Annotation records
━━━━━━━━━━━━━━━━
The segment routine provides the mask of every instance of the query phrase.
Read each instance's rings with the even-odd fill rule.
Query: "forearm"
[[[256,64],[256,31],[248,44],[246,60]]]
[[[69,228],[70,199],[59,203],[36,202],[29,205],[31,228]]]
━━━━━━━━━━━━━━━━
Recast these lines as a JSON list of strings, one string per line, leaving out any blank lines.

[
  "The segment routine provides the mask of every instance of the query phrase.",
  "Read each instance's rings with the even-odd fill rule.",
  "Query: \"forearm\"",
  "[[[256,64],[256,31],[248,44],[246,60]]]",
  "[[[69,228],[70,199],[59,203],[36,202],[29,205],[31,228]]]"
]